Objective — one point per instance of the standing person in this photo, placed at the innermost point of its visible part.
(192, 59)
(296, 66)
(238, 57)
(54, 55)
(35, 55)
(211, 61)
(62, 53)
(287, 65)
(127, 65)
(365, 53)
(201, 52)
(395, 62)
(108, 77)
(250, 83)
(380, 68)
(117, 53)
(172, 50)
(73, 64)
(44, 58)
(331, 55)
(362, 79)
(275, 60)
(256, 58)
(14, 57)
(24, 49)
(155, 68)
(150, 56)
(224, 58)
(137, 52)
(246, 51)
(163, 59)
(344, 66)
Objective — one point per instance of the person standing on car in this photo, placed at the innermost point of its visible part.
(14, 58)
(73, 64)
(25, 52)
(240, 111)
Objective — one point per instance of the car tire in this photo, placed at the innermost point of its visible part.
---
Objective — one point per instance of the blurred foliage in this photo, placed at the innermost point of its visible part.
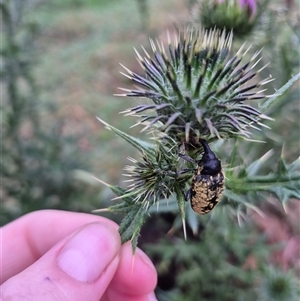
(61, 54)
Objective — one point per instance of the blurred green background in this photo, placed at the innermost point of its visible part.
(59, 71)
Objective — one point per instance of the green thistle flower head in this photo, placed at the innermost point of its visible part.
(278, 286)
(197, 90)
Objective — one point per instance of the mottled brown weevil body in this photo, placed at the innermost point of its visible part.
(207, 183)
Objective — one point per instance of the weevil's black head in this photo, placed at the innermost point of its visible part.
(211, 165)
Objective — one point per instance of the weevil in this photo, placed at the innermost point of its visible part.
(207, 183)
---
Begin at the line that has "Objective — one point per instance of the person" in the entries above; stop after the line that has "Objective — one point per instance of the car". Transcribe exactly those lines and no others.

Objective — one point per instance of the person standing on car in this photo, placed at the innermost point of its visible part.
(14, 58)
(73, 64)
(25, 52)
(240, 111)
Objective — one point per instance of the car tire in this photo, placed at the innermost point of its visible part.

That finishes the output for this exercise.